Repeat the entire listing exactly.

○ ○ ○ ○ ○

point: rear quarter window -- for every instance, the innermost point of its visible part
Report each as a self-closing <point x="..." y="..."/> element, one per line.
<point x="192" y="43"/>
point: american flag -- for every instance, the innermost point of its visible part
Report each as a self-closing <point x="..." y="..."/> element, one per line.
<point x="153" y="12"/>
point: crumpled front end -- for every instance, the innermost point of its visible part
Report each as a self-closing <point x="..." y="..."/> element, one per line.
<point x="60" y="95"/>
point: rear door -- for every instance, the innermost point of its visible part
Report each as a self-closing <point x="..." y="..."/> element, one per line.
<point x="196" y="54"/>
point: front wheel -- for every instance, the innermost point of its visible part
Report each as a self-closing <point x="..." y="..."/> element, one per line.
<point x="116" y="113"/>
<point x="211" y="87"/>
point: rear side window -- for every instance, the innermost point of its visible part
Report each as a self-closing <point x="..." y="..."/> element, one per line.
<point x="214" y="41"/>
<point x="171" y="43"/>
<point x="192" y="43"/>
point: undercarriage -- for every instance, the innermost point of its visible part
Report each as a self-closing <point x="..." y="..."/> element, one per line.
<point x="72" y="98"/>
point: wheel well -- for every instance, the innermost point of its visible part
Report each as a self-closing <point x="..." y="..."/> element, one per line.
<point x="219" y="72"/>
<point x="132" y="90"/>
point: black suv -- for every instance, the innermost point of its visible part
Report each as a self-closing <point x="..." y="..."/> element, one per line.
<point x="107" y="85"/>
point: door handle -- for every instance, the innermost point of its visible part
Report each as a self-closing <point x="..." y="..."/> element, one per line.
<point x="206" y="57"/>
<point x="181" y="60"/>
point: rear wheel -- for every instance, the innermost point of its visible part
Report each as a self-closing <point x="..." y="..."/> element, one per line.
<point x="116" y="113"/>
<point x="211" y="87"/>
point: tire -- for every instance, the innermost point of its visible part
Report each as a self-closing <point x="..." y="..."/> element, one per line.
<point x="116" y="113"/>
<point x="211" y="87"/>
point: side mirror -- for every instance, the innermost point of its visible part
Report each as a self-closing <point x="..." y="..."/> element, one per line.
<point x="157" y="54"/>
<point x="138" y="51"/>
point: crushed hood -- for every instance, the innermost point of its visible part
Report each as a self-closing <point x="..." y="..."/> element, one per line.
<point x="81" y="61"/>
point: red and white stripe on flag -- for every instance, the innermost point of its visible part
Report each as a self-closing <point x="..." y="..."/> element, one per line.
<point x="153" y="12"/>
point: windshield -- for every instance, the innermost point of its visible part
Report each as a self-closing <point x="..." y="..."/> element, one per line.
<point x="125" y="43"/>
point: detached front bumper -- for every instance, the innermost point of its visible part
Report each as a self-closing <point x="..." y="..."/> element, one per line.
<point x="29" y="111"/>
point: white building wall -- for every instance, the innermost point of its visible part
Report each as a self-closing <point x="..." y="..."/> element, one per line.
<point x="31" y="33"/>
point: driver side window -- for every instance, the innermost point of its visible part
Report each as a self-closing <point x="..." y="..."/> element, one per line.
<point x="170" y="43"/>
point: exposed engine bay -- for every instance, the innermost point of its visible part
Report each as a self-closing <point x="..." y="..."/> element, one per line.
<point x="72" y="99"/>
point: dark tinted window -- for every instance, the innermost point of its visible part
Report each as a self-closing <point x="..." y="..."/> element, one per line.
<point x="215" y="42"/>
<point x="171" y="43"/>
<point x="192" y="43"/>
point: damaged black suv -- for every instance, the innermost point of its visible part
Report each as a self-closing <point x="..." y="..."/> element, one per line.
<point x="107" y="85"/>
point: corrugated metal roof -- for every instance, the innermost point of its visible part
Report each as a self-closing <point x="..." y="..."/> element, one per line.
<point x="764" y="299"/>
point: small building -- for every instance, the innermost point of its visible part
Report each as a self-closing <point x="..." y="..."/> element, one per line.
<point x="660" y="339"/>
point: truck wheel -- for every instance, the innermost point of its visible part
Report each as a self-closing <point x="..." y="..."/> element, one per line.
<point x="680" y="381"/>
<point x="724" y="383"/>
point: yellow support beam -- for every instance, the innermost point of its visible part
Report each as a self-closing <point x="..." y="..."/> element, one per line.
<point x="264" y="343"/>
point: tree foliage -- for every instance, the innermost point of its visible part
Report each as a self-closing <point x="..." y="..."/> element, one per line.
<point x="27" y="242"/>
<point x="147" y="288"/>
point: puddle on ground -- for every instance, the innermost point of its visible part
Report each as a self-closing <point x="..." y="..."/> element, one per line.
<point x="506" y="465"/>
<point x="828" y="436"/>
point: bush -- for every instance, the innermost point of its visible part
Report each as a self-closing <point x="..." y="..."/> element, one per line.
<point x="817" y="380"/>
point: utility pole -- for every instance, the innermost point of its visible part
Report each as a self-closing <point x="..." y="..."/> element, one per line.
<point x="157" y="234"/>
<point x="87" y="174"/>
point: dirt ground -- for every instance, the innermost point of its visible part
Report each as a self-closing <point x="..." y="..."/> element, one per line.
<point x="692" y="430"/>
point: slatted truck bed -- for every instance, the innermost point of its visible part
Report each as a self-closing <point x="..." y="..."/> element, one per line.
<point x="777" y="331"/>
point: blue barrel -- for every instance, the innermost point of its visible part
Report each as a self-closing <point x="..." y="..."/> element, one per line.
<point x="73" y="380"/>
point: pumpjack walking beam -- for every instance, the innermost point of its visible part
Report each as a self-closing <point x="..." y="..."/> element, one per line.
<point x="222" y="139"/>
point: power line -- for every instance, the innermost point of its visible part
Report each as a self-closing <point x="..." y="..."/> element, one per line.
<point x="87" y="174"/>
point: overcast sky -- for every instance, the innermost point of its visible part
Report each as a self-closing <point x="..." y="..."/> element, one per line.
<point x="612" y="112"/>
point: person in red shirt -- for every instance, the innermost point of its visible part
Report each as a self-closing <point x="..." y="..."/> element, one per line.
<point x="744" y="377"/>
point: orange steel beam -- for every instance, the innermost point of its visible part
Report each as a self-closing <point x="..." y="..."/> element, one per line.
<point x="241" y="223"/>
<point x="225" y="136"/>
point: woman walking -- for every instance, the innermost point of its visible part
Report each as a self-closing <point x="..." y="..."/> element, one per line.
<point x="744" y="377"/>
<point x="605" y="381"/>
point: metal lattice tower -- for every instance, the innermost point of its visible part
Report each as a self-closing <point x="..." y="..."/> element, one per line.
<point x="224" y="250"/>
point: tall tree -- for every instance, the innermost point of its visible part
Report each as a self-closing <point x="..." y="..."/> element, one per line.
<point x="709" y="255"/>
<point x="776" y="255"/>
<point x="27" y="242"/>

○ ○ ○ ○ ○

§ Answer in full
point: rear quarter window -- for every instance, the innermost point of its visible part
Report each as a self-closing <point x="..." y="..."/> element, one per line.
<point x="192" y="43"/>
point: american flag -- for every instance, the innermost point of its visible part
Report each as a self-closing <point x="..." y="..."/> element, one per line.
<point x="153" y="12"/>
point: crumpled front end -- for every instance, the innermost point of its visible part
Report each as a self-closing <point x="..." y="..."/> element, one per line.
<point x="60" y="95"/>
point: rear door -- for every instance, the innermost point of its visible part
Report each as a self-closing <point x="..." y="..."/> element, one per line.
<point x="196" y="54"/>
point: front wheel -- for every instance, the innermost point of its visible part
Report each as a self-closing <point x="..." y="..."/> element, one per line.
<point x="116" y="113"/>
<point x="211" y="87"/>
point: rear side window -- for every instance, the innermost point of its visible part
Report each as a self-closing <point x="..." y="..."/> element, one per line.
<point x="214" y="41"/>
<point x="171" y="43"/>
<point x="192" y="43"/>
point: undercarriage -- for every instance, the innermost point of its visible part
Report each as a self-closing <point x="..." y="..."/> element, one per line.
<point x="72" y="98"/>
point: wheel well -- for every instance, the innermost point of its visible part
Report each as a self-closing <point x="..." y="..."/> element, one per line.
<point x="219" y="72"/>
<point x="132" y="90"/>
point: black suv -- for every instance, the innermost point of its visible part
Report each as a self-closing <point x="..." y="..."/> element, one per line.
<point x="107" y="85"/>
point: door handle -- for every instance, the innermost point of its visible part
Report each as a self-closing <point x="..." y="..."/> element, one per line.
<point x="206" y="57"/>
<point x="181" y="60"/>
point: rear wheel -- for every instance, the innermost point of its visible part
Report each as a self-closing <point x="..." y="..."/> element, one per line.
<point x="116" y="113"/>
<point x="211" y="87"/>
point: tire -- for every instance, the innermost point of its visible part
Report each as a self-closing <point x="..." y="..."/> element, one per line.
<point x="116" y="113"/>
<point x="211" y="87"/>
point: side mirror -- for every instance, the innermost point of its visible part
Report each as a self-closing <point x="..." y="..."/> element, one per line.
<point x="157" y="54"/>
<point x="138" y="51"/>
point: crushed hood -- for every instance, the innermost point of its visible part
Report each as a self-closing <point x="..." y="..."/> element, one per line.
<point x="81" y="61"/>
point: red and white stripe on flag -- for every instance, the innermost point of its visible part
Report each as a self-closing <point x="..." y="..."/> element, one per line.
<point x="153" y="12"/>
point: windshield -- for every instance, the innermost point of its visible part
Report each as a self-closing <point x="..." y="..."/> element, one per line.
<point x="125" y="43"/>
point: detached front bumper -- for every instance, the innermost point of its visible part
Report each as a self-closing <point x="..." y="..."/> element, one per line.
<point x="29" y="111"/>
point: white building wall -- for every instance, the innermost point of its visible part
Report each as a self-closing <point x="..." y="..."/> element, one per line.
<point x="31" y="33"/>
point: driver side window -- for every instance, the innermost point of its visible part
Report each as a self-closing <point x="..." y="..."/> element, one per line.
<point x="170" y="43"/>
point: exposed engine bay -- for every instance, the innermost point of its visible part
Report each as a self-closing <point x="..." y="..."/> element, one per line.
<point x="72" y="99"/>
point: dark tinted window -- for every instance, the innermost point of its visible part
Report each as a self-closing <point x="..." y="..."/> element, one per line.
<point x="215" y="42"/>
<point x="171" y="43"/>
<point x="192" y="43"/>
point: damaged black suv -- for every instance, the innermost point of its visible part
Report each as a self-closing <point x="..." y="..."/> element, one per line.
<point x="107" y="85"/>
point: corrugated metal roof -- for every instance, the innermost point of its visible part
Report each as a self-closing <point x="..." y="..."/> element, one per line.
<point x="764" y="299"/>
point: small building -- for every instance, the innermost point of its visible part
Report each as a self-closing <point x="..." y="..."/> element, one per line.
<point x="660" y="339"/>
point: truck wheel -- for every instance, the innermost point of its visible part
Report each as a self-closing <point x="..." y="..."/> element, one per line.
<point x="680" y="381"/>
<point x="724" y="383"/>
point: yellow support beam -- for every instance, the innermost point of its visible part
Report each as a self-closing <point x="..." y="..."/> element, one per line.
<point x="264" y="343"/>
point: tree foliage -- for every instance, the innermost point of its visible part
Report each as a self-closing <point x="..." y="..."/> element, one per line.
<point x="27" y="242"/>
<point x="147" y="288"/>
point: puddle on ground -- for every instance, the innermost point of its visible part
Report each as a self-closing <point x="..." y="..."/> element, one per line.
<point x="506" y="465"/>
<point x="828" y="436"/>
point: bush -- for every instance, the innermost point of its visible part
Report each as a self-closing <point x="..." y="..."/> element, one per line.
<point x="817" y="380"/>
point: utility pole -- for every instance, the innermost point of its visible part
Report each as a self-closing <point x="..." y="..."/> element, one per line.
<point x="157" y="234"/>
<point x="87" y="174"/>
point: dirt ground -- for every instance, the innermost point of its visible part
Report each as a self-closing <point x="..." y="..."/> element, one per line.
<point x="692" y="430"/>
point: slatted truck bed -- for every instance, the innermost point of its visible part
Report each as a self-closing <point x="..." y="..."/> element, one per line.
<point x="777" y="331"/>
point: blue barrel -- for every instance, the innermost point of its visible part
Report each as a self-closing <point x="..." y="..."/> element, one per line.
<point x="73" y="380"/>
point: pumpjack walking beam -- for every instance, the innermost point of its visible part
Report each as a self-closing <point x="..." y="..."/> element, one per line.
<point x="222" y="139"/>
point: power line -- for every instance, the innermost point of its visible part
Report each as a self-closing <point x="..." y="..."/> element, one per line.
<point x="87" y="174"/>
point: overcast sky -- for every instance, the innermost point of its visible part
Report each as a self-closing <point x="..." y="..."/> element, one per line.
<point x="612" y="112"/>
point: person in red shirt -- for every instance, the innermost point of its visible part
Report each as a self-closing <point x="..." y="..."/> element, one per line.
<point x="744" y="377"/>
point: orange steel beam -- for every instance, the innermost point of its visible part
Report each as a self-closing <point x="..." y="..."/> element, one per line.
<point x="241" y="223"/>
<point x="225" y="136"/>
point: woman walking -- for every instance, the innermost point of its visible part
Report each as a self-closing <point x="..." y="..."/> element, one per line.
<point x="744" y="377"/>
<point x="605" y="381"/>
point: metal lattice tower -- for every instance, the innermost point of its visible part
Report each as a self-closing <point x="..." y="..."/> element, one per line.
<point x="224" y="250"/>
point: tall tree -- for every instance, the innermost point of its visible part
Report each as a self-closing <point x="..." y="..."/> element, one per line.
<point x="709" y="255"/>
<point x="776" y="255"/>
<point x="27" y="242"/>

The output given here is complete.